═══ Dataset excerpts ═══

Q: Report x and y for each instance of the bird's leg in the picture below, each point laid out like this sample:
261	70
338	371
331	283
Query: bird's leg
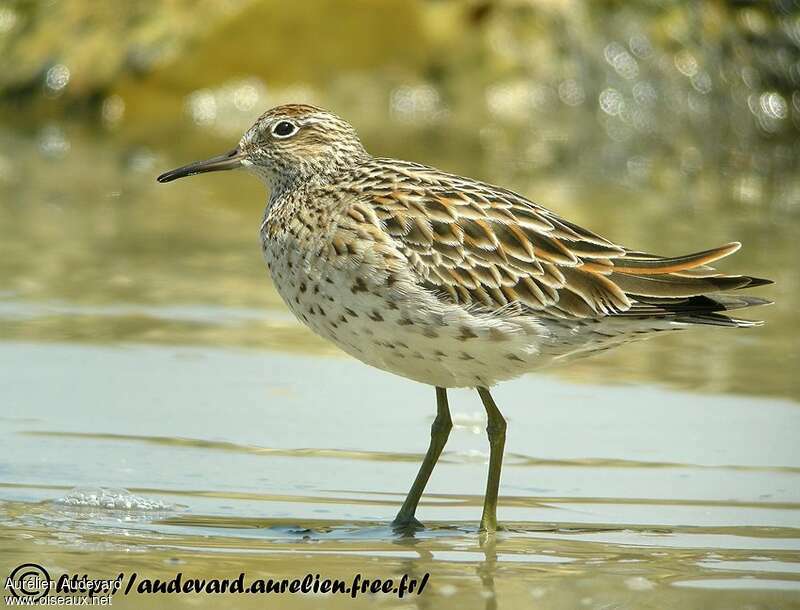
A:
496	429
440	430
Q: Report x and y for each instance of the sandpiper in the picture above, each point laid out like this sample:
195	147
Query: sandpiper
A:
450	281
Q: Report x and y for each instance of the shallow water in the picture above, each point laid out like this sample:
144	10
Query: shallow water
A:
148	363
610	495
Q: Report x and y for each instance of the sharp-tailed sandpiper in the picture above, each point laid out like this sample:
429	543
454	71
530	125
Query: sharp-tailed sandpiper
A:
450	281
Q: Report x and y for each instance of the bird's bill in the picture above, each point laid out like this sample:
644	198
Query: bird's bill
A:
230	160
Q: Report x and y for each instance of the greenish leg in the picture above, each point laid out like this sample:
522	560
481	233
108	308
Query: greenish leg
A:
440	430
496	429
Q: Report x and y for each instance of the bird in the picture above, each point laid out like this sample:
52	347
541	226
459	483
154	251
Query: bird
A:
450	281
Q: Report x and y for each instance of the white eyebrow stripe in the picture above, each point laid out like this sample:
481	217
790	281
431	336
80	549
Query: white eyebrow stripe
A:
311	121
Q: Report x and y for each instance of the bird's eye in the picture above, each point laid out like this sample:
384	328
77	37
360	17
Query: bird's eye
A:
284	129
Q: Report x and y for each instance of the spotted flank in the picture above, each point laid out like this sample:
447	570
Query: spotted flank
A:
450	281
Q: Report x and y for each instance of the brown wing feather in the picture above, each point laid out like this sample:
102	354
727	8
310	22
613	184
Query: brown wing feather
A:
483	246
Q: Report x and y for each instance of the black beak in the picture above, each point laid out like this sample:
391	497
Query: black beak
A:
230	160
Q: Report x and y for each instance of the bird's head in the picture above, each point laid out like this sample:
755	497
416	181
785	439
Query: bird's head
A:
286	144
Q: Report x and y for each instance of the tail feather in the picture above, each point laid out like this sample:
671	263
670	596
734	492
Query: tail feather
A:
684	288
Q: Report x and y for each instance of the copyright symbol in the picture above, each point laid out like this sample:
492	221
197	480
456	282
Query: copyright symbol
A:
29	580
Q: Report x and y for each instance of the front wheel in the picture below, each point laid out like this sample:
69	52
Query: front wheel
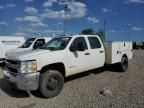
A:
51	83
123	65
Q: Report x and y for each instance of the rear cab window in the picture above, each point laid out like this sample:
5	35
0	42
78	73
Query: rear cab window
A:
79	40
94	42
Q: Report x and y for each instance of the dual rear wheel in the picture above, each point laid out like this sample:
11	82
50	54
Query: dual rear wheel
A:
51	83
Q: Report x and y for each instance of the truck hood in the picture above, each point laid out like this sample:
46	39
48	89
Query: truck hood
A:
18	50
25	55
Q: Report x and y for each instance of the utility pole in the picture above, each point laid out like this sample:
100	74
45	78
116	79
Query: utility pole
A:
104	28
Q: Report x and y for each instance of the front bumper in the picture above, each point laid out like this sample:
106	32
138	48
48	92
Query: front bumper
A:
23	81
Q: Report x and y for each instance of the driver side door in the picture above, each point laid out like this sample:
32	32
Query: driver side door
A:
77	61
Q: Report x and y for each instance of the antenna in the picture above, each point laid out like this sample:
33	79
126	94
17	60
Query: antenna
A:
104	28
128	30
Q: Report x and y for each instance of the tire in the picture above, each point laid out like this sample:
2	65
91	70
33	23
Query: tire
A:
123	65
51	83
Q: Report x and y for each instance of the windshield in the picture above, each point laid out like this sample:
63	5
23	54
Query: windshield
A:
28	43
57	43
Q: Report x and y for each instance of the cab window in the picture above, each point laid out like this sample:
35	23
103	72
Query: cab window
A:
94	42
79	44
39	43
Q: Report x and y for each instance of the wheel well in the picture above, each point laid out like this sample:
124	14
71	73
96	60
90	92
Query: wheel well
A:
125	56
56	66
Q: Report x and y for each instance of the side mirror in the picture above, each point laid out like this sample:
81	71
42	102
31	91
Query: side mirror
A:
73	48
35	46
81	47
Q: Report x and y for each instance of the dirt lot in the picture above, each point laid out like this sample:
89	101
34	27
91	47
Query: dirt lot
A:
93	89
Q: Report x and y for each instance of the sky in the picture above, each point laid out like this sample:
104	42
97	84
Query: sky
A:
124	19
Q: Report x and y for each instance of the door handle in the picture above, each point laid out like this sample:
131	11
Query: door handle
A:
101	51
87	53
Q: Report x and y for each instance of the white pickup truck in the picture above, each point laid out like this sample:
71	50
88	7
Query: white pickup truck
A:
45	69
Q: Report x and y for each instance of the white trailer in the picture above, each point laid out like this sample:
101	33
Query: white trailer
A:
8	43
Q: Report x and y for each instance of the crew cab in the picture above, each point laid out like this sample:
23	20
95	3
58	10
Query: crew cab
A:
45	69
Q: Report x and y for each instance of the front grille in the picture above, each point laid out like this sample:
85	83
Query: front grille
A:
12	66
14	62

═══

• **What you need to do**
Reproduce the listing above with each "laid out like this sample" replaced by "formatted like this example" and every other part left unchanged. Omit the pictures from your version.

• **The solution**
Q: Report x and y for each instance of the bird's leg in the picture below, each point formatted like this example:
261	70
338	371
331	283
Query: bird's leg
A:
496	429
440	430
Q: Report x and y for each instance of the sandpiper in the picture above, each point formatted like this example:
195	147
Query: sandpiper
A:
450	281
Q: Report x and y for each instance of the shallow water in the picture above, each point formatted like this example:
144	10
Query: shallow water
A:
148	363
610	495
Q: Report x and y for each instance of the sharp-tailed sandpiper in the picture above, each point formatted like this example:
429	543
454	71
530	125
Query: sharp-tailed sandpiper
A:
450	281
Q: Report x and y for each instance of the bird's bill in the picture above, each point formatted like this example:
644	198
Query: bird's bill
A:
230	160
Q: Report x and y for each instance of the greenish leg in the picture above, each point formatted like this example:
522	560
481	233
108	308
Query: greenish leg
A:
440	430
496	429
Q: Report x and y for each instance of the bird in the picture above, each point formatted like this example:
52	347
541	226
459	483
154	251
Query: bird
A:
450	281
Q: Report x and y for each instance of the white eyebrow stripe in the picture above, each point formatted like this example:
481	217
790	281
431	336
80	549
Query: white eyebrow stripe
A:
311	121
Q: Report x and y for each instance of the bird's eye in the picture above, each point formatted like this example:
384	328
77	37
360	17
Query: bird's eye
A:
284	129
Q: Report x and y for each instance of the spotted flank in the picture above, each point formatted like this example:
447	570
Query: spotted flank
A:
450	281
Q: Report x and y for each instance of the brown wing feather in the picture above, each point formatted like this example:
102	354
727	8
310	22
613	184
Query: brown wing feather
A:
483	246
Q: Report x and y for each instance of the black beak in the picture above, each point formatted like this example:
391	497
Query: black beak
A:
230	160
Q: Report x and y for each instance of the bird's head in the picture above, each point formatted like this example:
755	497
416	181
785	439
Query: bird's head
A:
286	144
Q: Report x and y for each instance of the tail feather in the picture above, each point formatted like this example:
671	263
670	596
734	492
Query: tail feather
A:
684	288
Q: Report x and y for each instance of the copyright symbol in the picture above, each point formatted like this example:
492	221
197	480
456	282
Query: copyright symbol
A:
29	580
Q: Report x and y for each instance of the front wheel in the picture below, each point formatted like this example:
69	52
Query: front wheel
A:
51	83
123	65
Q: Report x and y for each instance of the rear cab window in the picture above, each point formatted like this example:
5	35
0	42
78	73
Query: rear cab window
A:
79	40
94	42
Q: Report x and y for each instance of the dual rear wheel in the picture above, each point formatted like this example:
11	82
50	54
Query: dual rear wheel
A:
51	83
Q: Report x and y for each instance of the truck hood in the picture above, each point formatted like this example:
46	39
48	89
Query: truck hood
A:
18	50
25	55
Q: Report x and y for each instance of the utility pole in the picture above, each point formatted like this example:
100	74
45	78
116	79
Query: utility pole
A:
104	28
Q: Report x and y for each instance of the front bumper in the picture above, each point formatted like this example:
106	32
138	48
48	92
Query: front bumper
A:
23	81
Q: Report x and y for each instance of the driver side door in the picture above, each point formatted like this example:
32	32
Query: driver side door
A:
77	61
Q: Report x and y for each instance of the antenna in the picture above, each point formatted like this example:
33	79
126	94
17	60
Query: antenna
A:
104	28
128	30
Q: Report x and y for each instance of the tire in the picture above, each point formatted like this example:
2	65
91	70
33	23
Query: tire
A:
123	65
51	83
Q: Report x and y for each instance of the windshield in the picture above, each point formatted like this example:
63	5
23	54
Query: windshield
A:
28	43
57	43
Q: Report x and y for each instance of the cab window in the picture above, each point formatted like this example:
35	23
103	72
Query: cab window
A:
94	42
79	44
39	43
Q: Report x and y for each instance of the wheel well in the picture above, each point formatted like this example:
124	14
71	73
96	60
90	92
Query: wheel well
A:
125	56
56	66
Q: Report x and y for each instance of the side mirror in the picture above, each point formatted like this example:
81	71
42	102
31	91
Query: side mirror
A:
73	48
35	46
81	47
Q: Report x and y for each instance of the dirt lot in the picture above, each point formatted like this example:
89	101
34	27
91	47
Query: dirt lot
A:
93	89
Q: Report x and y for each instance of the sky in the picture above, each point formatted like this example:
104	42
97	84
Query: sky
A:
124	19
Q: Report x and y for each instance of the door handle in the picture above, each point formatted like this example:
131	11
Query: door handle
A:
101	51
87	53
Q: Report x and y for each instance of the white pickup truck in the picture above, each point formatted like this example:
71	50
88	7
Query: white pickup truck
A:
45	69
Q: Report x and y for each instance of the white trailer in the picture above, each point formatted like this example:
101	33
Query: white trailer
A:
8	43
Q: Report x and y for each instance of the crew cab in the picture above, each point formatted like this example:
23	20
95	3
58	10
Query: crew cab
A:
45	69
Q: Report x and y for each instance of the front grille in the picture above, each point formatted like this example:
85	83
Query: front grille
A:
12	66
14	62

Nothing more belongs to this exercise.